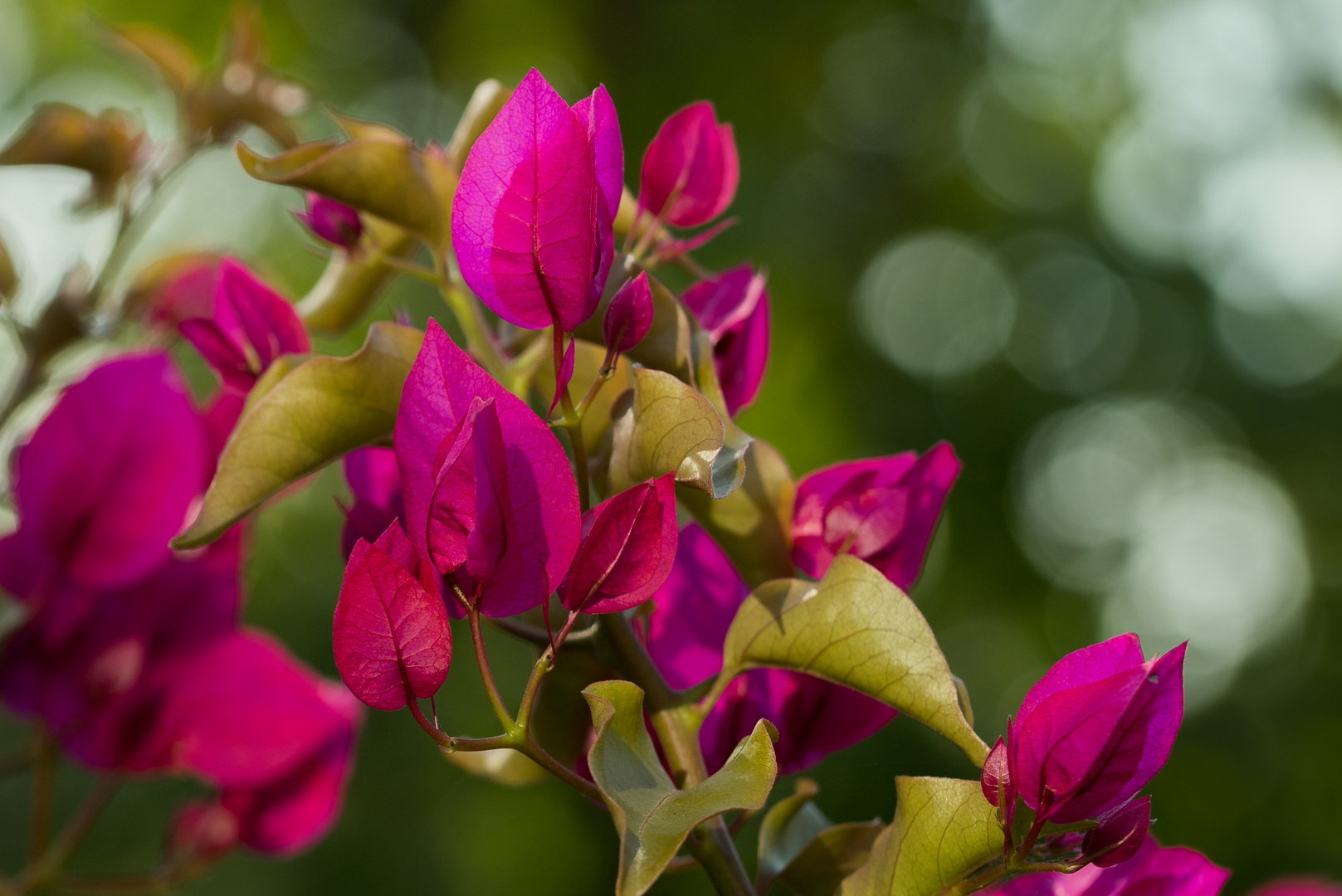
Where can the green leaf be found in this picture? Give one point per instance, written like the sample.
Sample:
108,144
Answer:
322,409
942,830
350,283
650,813
856,630
670,426
753,524
787,828
505,766
391,180
835,854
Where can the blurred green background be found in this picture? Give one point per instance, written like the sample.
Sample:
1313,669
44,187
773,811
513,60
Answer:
1096,245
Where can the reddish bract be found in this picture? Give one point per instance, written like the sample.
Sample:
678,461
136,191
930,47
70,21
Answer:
882,511
628,548
534,210
690,171
248,326
734,309
391,636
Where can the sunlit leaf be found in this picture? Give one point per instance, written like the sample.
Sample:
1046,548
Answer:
754,522
352,282
392,180
942,830
856,630
650,813
320,411
667,426
508,767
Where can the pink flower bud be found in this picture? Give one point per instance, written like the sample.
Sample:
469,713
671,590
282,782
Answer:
734,309
882,511
690,171
628,315
333,222
1121,833
1096,728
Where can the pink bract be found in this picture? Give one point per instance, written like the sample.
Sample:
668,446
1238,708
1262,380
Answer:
690,169
630,314
391,636
882,510
532,217
628,548
734,309
1096,728
543,495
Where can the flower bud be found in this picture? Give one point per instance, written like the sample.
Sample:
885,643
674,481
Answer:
========
● Exercise: Please reproduce the data above with every "instance" swapped for "occurrence" and nothing else altered. Leave the pictures out.

● Solution below:
Where can the green leaf be found in this picture? Give one point per occurrence, written like the sample.
Sample:
108,144
Answer:
322,409
942,830
350,283
650,813
856,630
670,426
753,524
787,828
505,766
391,180
835,854
Where can the blurred green background be found in this picture? Give one point per occurrence, written like the sample.
Sample:
1313,669
44,187
773,811
513,60
Answer:
1096,245
Where can the reddish bract be found in this picture? Give one point per occurrence, written like the sample.
Sample:
678,461
136,191
930,47
70,21
Answer:
882,511
628,548
534,210
690,171
248,326
734,309
391,636
Where can the sunlit leaf be found in this picture? Give one point per occurrence, written like the sample.
Sample:
1046,548
Answer:
754,522
352,282
392,180
942,830
856,630
650,813
320,411
667,426
508,767
Where can the pink flower bud be found in this picture? Give one point per occurrence, written like the sample.
Sample:
469,713
671,590
282,782
Answer:
734,309
882,511
690,171
628,315
333,222
1121,833
1096,728
Where can the pink bract be found in this picture? Give one point per occurrence, written like the sample.
Sample:
668,446
1238,708
1262,380
Answer:
690,169
630,314
391,636
882,510
532,217
628,548
734,309
1096,728
543,495
Where can the flower bud be found in this picture? Give one point per occurrence, written like the sample.
Sample:
885,643
674,481
Answer:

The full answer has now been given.